# [Task statement]
Pick up the text on public water system types after its final sentence and continue writing it.
===== Document segment
A drinking water system provides water for human consumption through pipes or other constructed conveyances. A drinking water system is a Public Water System (PWS) if it has at least 15 service connections or regularly serves an average of 25 or more people for at least 60 days per year.
A PWS can be one of three types:
- Community Water System – Serves at least 15 service connections or 25 people year-round in their primary residences (e.g., cities, towns, apartment complexes, and mobile home parks with their own water supplies).
- Nontransient Non-community Water System (NTNCWS) – Serves at least 25 of the same people over 6 months per year (e.g., schools, churches, factories, and hospitals that have their own water supplies).
- Transient Non-community Water System (TNCWS) – Serves an average of at least 25 people, but not necessarily the same people, over 6 months per year (e.g., campgrounds, rest stops, and gas stations that have their own water supplies).
==========
===== Excerpted data
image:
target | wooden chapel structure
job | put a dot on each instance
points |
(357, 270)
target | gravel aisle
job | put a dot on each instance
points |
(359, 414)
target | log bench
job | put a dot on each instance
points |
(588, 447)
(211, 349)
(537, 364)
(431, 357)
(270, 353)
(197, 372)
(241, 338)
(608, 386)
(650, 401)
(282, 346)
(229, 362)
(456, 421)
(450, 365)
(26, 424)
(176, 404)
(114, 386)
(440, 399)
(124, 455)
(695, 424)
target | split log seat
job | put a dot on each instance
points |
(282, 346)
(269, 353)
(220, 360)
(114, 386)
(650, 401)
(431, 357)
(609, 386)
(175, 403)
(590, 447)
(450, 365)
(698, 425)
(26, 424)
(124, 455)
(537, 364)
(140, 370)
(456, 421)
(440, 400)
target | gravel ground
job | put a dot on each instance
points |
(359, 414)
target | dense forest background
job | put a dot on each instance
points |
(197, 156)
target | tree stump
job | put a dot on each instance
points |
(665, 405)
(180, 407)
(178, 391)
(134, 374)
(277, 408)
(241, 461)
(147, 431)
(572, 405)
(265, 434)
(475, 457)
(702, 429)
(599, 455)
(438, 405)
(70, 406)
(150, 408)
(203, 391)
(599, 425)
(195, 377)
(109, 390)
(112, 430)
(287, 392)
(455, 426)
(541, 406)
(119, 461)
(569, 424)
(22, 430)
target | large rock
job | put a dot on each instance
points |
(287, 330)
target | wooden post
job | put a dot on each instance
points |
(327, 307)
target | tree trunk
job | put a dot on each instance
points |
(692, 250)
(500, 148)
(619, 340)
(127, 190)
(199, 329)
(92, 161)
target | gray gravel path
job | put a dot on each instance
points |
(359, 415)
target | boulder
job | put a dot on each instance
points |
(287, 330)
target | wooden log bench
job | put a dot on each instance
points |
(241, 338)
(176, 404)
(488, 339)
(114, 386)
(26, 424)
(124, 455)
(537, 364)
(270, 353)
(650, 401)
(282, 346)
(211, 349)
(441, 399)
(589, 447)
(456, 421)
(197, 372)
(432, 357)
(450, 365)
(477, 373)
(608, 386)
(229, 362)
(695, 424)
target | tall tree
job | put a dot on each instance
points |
==========
# [Answer to this exercise]
Additionally, a PWS may be a consecutive system if it receives some or all of its finished water from one or more wholesale systems. Delivery from a wholesale system to a consecutive connection may be through direct connection or through the distribution system of one or more consecutive systems.
Where Does Drinking Water Come From?
Approximately 95% of the state’s drinking water comes from ground water sources. The remaining 5% is supplied through surface water sources.
Safe drinking water is critical to individual and public health, understanding the quality of your drinking water and what actions to take if it is unsafe are important.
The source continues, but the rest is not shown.